> Aim
Please identify each line of the records below that contains the word "noun", matching case exactly, and copy those lines.

> Supplied records
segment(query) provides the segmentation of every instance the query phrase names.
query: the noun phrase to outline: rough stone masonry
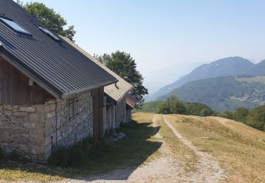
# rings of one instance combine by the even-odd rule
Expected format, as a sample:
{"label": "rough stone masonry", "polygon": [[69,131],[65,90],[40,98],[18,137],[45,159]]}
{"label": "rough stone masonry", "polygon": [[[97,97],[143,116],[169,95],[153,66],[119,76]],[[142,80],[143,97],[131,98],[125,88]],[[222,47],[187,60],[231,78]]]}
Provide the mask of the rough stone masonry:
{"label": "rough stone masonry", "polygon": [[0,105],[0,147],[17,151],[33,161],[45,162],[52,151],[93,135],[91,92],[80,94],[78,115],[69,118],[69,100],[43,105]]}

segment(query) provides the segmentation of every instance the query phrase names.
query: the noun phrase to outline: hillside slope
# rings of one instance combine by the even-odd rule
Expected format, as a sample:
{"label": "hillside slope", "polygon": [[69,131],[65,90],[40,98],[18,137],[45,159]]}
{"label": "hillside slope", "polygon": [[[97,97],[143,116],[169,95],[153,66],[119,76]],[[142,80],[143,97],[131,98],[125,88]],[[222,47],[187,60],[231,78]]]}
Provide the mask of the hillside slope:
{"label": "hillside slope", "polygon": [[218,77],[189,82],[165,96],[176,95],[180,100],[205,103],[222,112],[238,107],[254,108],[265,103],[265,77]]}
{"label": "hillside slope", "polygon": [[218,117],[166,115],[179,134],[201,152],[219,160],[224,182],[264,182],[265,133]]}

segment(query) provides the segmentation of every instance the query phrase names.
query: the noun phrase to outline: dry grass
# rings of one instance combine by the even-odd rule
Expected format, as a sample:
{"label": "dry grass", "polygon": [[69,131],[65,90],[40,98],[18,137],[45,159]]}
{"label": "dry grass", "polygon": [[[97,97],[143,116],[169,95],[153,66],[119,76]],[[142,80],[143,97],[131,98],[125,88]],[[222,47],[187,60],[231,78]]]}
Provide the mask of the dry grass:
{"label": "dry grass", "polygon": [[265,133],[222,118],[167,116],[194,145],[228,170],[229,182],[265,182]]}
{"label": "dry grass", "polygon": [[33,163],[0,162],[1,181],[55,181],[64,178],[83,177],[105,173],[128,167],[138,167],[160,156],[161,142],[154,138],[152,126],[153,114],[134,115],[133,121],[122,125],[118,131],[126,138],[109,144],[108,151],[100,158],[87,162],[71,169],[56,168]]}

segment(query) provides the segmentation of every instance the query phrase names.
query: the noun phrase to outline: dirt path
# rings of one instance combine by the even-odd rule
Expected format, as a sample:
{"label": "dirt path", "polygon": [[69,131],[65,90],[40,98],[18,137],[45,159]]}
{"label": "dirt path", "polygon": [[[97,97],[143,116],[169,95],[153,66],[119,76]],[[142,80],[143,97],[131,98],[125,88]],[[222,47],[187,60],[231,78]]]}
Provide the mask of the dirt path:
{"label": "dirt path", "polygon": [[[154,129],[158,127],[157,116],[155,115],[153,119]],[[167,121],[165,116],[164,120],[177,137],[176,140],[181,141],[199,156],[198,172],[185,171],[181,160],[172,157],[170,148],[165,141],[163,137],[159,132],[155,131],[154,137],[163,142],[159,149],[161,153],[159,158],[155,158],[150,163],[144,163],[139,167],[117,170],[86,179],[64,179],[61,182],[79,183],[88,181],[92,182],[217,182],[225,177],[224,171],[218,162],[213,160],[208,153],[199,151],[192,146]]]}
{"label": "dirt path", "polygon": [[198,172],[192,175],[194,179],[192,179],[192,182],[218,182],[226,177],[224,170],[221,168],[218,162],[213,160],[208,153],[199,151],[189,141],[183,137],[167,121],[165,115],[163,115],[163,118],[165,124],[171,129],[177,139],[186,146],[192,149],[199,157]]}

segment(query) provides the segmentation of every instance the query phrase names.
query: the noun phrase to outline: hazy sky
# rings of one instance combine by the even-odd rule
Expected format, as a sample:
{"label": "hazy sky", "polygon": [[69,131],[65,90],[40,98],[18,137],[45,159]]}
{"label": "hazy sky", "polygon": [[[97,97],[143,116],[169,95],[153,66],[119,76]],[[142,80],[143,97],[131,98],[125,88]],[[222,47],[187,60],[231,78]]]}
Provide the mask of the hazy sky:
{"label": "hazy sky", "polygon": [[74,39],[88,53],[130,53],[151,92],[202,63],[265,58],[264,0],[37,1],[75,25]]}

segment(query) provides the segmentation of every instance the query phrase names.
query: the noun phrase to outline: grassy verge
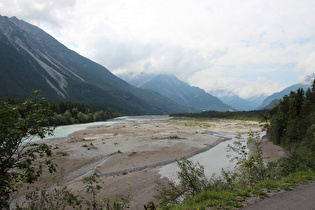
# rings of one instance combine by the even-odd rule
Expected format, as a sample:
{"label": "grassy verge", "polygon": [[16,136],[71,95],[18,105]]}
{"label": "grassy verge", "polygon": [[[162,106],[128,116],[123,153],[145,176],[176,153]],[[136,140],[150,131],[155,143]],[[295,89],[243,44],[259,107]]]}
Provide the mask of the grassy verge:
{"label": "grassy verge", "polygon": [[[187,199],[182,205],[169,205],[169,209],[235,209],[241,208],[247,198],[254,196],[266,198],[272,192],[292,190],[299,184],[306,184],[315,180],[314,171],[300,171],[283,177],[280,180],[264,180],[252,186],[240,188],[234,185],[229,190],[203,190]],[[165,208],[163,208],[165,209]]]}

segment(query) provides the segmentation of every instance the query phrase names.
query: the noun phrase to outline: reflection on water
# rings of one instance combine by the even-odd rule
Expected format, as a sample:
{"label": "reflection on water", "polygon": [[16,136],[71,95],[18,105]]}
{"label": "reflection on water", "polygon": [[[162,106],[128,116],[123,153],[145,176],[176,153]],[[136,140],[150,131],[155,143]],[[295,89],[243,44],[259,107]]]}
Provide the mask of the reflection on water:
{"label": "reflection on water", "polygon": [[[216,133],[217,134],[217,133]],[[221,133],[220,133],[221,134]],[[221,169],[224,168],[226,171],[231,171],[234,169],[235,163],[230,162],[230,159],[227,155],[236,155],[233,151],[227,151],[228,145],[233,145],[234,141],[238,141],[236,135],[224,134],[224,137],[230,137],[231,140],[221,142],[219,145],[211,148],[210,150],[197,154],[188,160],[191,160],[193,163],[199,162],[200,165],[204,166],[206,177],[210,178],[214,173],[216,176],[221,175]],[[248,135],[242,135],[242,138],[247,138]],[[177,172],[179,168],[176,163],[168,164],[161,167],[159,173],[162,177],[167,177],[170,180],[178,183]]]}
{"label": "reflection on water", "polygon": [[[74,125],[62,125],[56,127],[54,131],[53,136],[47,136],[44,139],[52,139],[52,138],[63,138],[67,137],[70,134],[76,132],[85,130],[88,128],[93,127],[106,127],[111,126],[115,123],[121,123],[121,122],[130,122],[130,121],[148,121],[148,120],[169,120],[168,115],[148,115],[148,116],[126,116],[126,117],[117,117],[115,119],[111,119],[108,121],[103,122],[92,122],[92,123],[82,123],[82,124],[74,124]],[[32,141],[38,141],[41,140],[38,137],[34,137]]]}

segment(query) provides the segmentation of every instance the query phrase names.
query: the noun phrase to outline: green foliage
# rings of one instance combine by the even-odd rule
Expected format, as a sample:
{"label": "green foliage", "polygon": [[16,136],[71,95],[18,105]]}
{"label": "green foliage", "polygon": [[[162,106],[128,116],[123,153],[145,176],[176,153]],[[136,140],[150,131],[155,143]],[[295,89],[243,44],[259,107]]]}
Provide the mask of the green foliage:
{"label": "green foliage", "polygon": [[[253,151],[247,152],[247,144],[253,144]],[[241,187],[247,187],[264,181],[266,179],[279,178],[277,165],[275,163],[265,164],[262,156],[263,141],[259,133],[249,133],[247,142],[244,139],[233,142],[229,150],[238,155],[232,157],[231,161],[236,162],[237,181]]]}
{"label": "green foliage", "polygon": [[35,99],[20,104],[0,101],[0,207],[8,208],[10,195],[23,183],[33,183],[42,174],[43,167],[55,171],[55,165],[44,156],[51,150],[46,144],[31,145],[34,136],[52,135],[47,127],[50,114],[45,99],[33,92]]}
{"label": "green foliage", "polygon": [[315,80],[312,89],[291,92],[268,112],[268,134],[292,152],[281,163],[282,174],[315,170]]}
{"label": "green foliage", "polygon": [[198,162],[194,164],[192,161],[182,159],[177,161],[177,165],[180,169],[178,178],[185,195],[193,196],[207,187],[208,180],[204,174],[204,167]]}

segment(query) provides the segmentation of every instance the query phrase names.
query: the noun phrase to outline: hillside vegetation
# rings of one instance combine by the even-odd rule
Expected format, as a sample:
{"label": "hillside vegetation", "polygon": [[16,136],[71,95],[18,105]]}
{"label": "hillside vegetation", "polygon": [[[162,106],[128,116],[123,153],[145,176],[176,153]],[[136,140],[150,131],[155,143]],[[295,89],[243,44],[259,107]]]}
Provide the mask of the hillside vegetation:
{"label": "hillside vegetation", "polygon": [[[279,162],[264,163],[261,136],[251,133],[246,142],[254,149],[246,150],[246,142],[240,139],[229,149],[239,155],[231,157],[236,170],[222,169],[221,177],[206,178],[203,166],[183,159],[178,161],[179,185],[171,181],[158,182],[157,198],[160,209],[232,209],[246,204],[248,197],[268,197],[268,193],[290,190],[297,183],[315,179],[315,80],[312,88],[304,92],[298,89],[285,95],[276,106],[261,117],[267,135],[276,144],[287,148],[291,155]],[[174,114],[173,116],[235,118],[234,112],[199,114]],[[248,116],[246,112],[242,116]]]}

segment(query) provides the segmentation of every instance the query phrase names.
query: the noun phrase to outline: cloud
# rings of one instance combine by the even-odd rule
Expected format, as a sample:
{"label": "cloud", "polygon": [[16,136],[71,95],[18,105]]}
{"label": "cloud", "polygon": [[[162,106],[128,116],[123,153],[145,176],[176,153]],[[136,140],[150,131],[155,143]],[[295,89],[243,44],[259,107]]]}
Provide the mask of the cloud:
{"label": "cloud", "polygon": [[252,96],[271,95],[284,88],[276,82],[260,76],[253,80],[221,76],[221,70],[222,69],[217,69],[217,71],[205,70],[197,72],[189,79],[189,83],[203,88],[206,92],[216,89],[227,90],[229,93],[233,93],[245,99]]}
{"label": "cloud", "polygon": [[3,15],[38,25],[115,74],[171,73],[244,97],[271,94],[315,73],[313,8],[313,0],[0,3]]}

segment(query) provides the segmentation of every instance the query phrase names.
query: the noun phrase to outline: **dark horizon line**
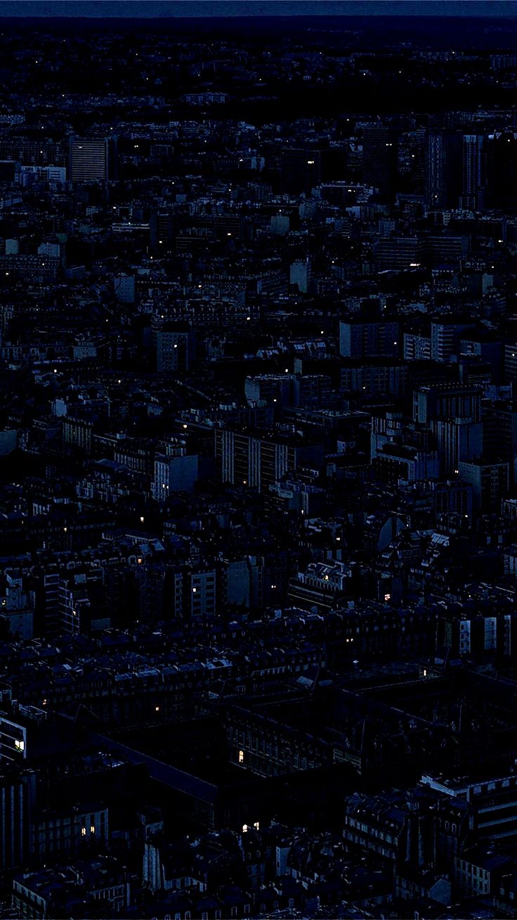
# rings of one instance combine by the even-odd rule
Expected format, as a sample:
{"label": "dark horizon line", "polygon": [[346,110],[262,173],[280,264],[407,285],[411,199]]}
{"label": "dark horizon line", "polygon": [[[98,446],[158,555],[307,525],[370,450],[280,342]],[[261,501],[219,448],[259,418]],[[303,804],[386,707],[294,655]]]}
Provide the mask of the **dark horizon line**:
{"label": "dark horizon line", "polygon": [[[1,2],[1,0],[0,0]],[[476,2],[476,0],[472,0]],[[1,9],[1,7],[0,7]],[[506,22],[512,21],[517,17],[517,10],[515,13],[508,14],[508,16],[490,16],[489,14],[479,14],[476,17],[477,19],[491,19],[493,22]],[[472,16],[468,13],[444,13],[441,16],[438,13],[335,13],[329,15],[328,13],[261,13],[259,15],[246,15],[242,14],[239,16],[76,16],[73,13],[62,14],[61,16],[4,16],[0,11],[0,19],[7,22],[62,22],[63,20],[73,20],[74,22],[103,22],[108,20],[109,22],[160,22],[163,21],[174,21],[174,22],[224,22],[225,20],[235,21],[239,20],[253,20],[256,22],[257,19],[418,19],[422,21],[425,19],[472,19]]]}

> Task output
query: the noun phrase to outline: rough stone masonry
query: the noun phrase to outline: hillside slope
query: the noun phrase to outline: dry grass
query: the noun phrase to outline: dirt path
query: the noun phrase to outline: hazy sky
query: the noun phrase to outline: grassy verge
query: the noun phrase to outline: reflection on water
query: the noun phrase to outline: green foliage
query: the noun phrase to outline: hillside vegetation
query: the noun phrase to outline: cloud
query: the noun phrase to outline: **dark horizon line**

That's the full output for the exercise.